**STATED GOAL**
How many lines in the records below contain the string "green"? Reply with the number alone.

[Point-based annotation data]
════════════════

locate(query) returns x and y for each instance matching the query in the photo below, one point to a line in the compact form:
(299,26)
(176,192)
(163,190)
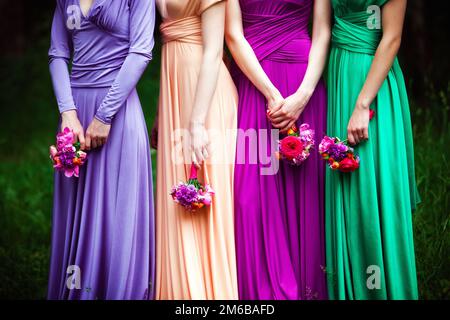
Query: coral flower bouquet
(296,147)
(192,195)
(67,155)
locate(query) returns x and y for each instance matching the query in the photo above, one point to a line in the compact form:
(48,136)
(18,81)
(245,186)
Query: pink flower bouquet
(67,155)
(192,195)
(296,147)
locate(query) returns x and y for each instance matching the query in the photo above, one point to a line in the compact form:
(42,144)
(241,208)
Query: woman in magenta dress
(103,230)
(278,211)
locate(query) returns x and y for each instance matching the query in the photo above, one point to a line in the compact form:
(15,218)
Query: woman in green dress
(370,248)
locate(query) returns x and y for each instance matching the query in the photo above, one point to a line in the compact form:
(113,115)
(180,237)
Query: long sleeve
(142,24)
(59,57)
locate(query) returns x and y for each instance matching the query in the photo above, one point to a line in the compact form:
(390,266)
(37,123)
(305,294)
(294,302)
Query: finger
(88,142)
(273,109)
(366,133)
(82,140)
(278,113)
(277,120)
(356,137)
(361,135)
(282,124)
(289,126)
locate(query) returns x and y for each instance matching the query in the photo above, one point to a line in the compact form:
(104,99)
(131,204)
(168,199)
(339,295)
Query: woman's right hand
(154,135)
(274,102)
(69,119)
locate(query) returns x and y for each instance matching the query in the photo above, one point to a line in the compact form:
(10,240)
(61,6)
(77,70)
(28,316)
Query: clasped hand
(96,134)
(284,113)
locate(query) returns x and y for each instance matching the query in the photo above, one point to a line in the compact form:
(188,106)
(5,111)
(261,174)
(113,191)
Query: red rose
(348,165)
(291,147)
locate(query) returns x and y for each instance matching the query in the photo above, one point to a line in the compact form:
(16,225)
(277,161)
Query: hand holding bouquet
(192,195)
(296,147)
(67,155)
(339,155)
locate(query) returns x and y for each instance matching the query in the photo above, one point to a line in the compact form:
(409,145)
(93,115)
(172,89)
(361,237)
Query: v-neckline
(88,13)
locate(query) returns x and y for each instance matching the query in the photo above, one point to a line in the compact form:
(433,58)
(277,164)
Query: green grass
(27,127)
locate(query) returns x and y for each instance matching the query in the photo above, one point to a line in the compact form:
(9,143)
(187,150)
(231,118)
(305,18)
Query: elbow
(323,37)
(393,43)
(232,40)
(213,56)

════════════════

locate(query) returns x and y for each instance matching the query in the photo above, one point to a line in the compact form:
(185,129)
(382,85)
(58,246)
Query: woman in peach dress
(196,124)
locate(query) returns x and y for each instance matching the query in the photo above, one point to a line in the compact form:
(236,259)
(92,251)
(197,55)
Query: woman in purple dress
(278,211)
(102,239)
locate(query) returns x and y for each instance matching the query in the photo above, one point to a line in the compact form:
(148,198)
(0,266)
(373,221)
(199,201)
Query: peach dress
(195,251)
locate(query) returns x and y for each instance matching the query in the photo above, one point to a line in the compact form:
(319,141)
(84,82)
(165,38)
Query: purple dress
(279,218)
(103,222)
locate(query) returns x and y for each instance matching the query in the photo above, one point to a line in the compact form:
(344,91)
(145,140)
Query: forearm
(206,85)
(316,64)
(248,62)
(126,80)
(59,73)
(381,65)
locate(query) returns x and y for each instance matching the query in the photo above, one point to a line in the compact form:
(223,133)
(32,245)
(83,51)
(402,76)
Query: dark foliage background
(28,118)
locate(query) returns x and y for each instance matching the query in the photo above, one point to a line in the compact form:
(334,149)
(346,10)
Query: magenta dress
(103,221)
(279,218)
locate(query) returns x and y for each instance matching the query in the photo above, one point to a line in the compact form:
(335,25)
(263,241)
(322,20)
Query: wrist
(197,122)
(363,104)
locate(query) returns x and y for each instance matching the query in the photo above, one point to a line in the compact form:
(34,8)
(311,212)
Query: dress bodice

════════════════

**SOLVED PROBLEM**
2